* GIVEN PROBLEM
Copy everything from the start of the data down to the line containing "x=198, y=95", changing "straw mulch" to "bark mulch" and leaving the rest as it is.

[Pointing and labeling entries]
┄┄┄┄┄┄

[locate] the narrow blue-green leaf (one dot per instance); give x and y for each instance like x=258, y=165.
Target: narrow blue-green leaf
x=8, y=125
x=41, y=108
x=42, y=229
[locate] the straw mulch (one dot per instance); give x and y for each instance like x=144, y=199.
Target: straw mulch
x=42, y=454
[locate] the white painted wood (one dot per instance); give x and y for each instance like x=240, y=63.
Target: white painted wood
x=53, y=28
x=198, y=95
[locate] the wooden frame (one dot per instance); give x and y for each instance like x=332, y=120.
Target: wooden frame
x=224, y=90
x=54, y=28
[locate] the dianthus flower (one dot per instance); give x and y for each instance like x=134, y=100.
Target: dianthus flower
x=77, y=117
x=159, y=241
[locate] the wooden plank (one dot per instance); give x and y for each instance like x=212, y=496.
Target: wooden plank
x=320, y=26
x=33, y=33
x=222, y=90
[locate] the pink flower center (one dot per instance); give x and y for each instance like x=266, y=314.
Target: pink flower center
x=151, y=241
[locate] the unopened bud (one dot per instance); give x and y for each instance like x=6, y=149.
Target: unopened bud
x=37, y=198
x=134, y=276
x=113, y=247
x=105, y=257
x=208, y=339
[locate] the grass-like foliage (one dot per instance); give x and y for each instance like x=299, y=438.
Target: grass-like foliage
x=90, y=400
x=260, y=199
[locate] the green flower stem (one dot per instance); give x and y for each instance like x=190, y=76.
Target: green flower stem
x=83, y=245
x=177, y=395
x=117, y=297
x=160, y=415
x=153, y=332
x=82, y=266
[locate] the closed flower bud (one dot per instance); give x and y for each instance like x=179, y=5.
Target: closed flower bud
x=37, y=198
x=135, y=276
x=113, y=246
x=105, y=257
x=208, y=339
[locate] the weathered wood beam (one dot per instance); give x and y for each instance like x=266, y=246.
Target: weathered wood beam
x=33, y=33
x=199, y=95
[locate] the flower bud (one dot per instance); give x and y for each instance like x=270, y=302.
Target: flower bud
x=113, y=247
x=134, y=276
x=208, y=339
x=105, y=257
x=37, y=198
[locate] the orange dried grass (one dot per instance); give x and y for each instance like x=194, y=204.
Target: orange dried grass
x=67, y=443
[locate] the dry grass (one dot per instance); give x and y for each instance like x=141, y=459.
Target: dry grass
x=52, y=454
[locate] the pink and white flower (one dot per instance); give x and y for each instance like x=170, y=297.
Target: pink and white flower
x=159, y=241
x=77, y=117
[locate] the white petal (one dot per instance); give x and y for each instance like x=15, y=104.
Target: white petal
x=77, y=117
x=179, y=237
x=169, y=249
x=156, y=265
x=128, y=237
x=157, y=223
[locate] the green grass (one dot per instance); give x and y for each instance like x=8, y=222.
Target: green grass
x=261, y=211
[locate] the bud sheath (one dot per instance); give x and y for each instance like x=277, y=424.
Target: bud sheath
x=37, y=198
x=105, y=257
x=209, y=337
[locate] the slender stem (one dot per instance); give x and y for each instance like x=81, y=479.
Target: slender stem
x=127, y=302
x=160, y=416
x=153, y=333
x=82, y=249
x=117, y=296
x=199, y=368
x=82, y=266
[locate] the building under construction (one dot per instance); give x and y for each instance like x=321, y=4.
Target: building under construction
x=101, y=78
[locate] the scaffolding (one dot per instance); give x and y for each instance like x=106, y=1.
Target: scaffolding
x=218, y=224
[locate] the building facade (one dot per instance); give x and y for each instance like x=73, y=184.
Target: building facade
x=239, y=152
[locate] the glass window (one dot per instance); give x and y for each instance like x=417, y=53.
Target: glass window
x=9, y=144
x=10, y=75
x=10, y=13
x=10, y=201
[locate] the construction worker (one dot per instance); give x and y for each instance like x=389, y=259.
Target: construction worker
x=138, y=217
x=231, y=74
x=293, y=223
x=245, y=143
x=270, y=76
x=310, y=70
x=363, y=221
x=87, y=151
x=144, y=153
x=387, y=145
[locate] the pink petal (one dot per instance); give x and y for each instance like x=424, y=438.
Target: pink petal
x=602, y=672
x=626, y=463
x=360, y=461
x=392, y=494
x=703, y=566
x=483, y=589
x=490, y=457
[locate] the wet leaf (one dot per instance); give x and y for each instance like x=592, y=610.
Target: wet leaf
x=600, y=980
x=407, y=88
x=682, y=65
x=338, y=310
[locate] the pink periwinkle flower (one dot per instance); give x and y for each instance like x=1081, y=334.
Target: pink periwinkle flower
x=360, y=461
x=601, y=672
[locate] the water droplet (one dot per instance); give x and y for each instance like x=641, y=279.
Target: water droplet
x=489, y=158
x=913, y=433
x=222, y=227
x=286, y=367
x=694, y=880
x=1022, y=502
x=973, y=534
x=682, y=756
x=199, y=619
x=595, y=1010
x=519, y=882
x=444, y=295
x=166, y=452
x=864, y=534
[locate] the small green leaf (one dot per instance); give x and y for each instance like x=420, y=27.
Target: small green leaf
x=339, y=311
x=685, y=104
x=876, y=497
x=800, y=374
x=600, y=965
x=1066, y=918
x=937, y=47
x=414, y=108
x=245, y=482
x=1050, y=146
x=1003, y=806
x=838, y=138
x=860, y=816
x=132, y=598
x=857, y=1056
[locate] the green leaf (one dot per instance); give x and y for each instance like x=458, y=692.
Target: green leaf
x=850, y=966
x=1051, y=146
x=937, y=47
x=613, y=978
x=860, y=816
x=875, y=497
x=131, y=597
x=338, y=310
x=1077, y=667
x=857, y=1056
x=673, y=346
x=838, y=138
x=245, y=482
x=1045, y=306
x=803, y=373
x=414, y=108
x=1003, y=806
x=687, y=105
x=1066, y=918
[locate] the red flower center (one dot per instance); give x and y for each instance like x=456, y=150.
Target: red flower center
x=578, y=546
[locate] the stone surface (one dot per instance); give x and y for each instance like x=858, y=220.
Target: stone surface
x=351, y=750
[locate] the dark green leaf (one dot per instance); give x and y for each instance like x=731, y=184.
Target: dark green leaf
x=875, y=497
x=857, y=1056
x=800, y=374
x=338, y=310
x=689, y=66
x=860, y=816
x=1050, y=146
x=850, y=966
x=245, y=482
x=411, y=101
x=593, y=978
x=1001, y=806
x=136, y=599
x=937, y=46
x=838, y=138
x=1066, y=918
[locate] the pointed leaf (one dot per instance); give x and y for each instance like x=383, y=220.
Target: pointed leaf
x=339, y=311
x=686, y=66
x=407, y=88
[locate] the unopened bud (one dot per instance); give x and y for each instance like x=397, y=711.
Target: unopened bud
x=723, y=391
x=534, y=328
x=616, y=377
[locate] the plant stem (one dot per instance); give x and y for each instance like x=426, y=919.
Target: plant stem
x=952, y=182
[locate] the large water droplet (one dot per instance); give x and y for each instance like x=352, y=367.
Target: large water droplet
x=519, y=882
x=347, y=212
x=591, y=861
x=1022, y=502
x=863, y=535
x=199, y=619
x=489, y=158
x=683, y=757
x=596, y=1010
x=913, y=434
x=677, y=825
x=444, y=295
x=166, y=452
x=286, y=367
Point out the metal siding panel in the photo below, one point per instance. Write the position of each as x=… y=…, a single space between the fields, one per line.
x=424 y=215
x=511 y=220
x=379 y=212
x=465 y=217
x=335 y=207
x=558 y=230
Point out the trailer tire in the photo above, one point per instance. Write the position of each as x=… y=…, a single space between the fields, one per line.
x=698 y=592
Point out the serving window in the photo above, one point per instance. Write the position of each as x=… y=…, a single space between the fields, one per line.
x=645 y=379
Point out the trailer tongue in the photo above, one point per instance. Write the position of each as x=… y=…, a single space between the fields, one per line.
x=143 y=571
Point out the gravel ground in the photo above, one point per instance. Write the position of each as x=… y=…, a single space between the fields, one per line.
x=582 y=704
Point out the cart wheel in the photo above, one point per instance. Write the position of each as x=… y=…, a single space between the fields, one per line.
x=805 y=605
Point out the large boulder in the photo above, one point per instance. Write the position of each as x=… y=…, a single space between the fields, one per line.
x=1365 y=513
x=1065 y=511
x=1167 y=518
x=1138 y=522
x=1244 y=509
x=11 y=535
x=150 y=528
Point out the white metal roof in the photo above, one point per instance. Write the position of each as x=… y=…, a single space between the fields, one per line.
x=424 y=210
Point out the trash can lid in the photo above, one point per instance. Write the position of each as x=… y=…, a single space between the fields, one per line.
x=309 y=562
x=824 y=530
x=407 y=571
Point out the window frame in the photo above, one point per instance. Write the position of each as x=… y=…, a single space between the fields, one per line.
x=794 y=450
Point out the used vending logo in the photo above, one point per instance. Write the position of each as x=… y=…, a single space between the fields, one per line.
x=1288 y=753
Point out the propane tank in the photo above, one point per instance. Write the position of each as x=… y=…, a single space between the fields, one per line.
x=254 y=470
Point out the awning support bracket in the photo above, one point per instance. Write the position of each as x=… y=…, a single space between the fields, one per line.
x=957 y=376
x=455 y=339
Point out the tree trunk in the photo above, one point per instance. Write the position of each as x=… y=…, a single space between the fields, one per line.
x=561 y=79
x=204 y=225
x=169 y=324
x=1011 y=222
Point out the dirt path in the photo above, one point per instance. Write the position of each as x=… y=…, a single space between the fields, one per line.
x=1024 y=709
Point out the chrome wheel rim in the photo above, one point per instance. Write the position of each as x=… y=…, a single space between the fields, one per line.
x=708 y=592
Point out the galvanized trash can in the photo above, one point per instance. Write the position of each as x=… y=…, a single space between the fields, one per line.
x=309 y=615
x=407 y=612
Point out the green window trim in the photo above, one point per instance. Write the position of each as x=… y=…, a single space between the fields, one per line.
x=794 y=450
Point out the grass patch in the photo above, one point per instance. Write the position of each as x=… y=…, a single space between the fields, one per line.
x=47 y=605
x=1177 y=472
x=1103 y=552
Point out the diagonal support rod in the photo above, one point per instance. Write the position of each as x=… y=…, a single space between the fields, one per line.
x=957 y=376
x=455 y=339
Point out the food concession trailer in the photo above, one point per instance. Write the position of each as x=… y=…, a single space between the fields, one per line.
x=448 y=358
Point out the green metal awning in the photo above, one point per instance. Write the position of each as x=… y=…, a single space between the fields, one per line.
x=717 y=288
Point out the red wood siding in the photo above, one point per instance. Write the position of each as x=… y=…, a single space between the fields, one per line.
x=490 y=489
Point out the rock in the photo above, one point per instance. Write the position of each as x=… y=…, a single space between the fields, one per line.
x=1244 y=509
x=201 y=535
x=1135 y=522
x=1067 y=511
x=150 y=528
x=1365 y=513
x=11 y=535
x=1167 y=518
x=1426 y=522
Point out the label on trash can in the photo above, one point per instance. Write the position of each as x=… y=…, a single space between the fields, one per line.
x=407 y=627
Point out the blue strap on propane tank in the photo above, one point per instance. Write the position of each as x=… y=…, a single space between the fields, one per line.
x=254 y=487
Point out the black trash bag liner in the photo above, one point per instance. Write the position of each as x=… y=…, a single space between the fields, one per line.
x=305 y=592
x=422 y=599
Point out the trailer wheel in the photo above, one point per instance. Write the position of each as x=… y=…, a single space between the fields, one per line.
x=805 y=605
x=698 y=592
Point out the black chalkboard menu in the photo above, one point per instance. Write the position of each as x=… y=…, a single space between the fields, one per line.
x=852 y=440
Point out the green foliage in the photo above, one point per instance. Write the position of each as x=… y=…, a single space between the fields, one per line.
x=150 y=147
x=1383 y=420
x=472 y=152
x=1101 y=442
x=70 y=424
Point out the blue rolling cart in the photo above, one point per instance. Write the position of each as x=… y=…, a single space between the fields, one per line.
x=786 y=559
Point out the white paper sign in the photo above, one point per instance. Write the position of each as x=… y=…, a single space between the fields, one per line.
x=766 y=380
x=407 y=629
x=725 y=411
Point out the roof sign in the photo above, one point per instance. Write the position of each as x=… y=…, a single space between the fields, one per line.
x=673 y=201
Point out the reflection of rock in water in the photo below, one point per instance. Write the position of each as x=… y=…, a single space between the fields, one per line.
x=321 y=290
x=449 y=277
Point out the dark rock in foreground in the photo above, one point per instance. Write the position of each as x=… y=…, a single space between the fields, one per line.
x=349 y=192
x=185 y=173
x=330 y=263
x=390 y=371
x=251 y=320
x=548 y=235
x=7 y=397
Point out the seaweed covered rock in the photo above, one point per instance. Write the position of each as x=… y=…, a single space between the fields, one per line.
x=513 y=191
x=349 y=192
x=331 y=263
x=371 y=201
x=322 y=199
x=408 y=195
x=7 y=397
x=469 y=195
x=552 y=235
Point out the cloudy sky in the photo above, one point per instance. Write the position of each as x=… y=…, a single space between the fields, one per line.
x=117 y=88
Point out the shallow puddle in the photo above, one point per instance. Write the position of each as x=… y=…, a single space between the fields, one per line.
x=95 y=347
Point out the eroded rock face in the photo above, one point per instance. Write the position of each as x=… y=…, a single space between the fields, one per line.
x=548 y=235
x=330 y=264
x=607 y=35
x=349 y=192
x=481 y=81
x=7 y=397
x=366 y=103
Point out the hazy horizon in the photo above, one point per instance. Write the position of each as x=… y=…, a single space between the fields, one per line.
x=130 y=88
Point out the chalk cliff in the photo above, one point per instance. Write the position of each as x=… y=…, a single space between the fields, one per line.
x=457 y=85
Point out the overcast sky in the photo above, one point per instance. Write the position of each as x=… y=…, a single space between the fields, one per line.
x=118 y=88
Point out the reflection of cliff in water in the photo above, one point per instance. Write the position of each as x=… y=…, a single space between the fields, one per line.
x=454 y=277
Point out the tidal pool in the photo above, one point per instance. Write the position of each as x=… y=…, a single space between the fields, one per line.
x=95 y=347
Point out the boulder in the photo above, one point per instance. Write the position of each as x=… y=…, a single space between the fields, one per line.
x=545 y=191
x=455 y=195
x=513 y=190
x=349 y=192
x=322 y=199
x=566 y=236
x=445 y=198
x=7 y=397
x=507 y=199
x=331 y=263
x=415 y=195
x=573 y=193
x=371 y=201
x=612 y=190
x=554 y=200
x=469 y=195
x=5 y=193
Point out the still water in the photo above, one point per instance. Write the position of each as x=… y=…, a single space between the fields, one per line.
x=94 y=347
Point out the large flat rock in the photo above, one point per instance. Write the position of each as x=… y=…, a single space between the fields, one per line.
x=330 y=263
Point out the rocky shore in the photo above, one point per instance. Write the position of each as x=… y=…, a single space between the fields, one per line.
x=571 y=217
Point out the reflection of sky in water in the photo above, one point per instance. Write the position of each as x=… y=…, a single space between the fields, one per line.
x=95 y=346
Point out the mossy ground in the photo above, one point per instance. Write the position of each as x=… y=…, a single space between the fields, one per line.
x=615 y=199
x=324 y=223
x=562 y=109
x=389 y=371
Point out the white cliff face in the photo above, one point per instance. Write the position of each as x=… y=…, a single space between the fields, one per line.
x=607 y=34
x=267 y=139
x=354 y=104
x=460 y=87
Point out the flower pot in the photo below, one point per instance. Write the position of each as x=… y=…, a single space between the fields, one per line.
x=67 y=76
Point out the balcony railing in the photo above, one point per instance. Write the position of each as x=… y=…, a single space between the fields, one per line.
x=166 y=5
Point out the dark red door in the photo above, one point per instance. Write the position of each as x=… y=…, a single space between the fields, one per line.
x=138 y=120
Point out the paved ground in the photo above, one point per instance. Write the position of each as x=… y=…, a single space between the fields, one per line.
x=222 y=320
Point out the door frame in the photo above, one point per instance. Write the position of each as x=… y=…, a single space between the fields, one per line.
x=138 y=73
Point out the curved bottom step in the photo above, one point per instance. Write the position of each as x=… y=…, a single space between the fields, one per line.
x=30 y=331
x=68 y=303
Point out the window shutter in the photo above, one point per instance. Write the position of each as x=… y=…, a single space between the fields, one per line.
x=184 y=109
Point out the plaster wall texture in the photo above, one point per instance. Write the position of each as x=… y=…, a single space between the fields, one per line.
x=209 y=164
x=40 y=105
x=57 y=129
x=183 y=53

┄┄┄┄┄┄

* RESULT
[locate] the narrow blue-green leaf (one dot per instance); give x and y for each instance like x=258, y=165.
Target: narrow blue-green leaf
x=8, y=125
x=41, y=108
x=42, y=229
[locate] the bark mulch (one dot per instance); give x and y for each instance like x=144, y=199.
Target: bark mulch
x=42, y=454
[locate] the white painted wood (one dot per instance); give x and y for each instance like x=240, y=63.
Target: white painted wood
x=53, y=28
x=198, y=95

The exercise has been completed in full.